*** Dataset records Section Begins ***
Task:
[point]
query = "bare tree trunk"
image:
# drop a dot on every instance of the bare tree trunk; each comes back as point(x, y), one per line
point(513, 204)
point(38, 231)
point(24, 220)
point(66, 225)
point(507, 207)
*** Dataset records Section Ends ***
▸ **Task prompt**
Set down, word for word, the line that contains "# drop a dot" and all lines after it up to the end of the listing.

▸ **Reply**
# drop a dot on every instance of the bare tree trunk; each comes back as point(x, y), one per line
point(513, 204)
point(38, 231)
point(24, 220)
point(66, 225)
point(507, 207)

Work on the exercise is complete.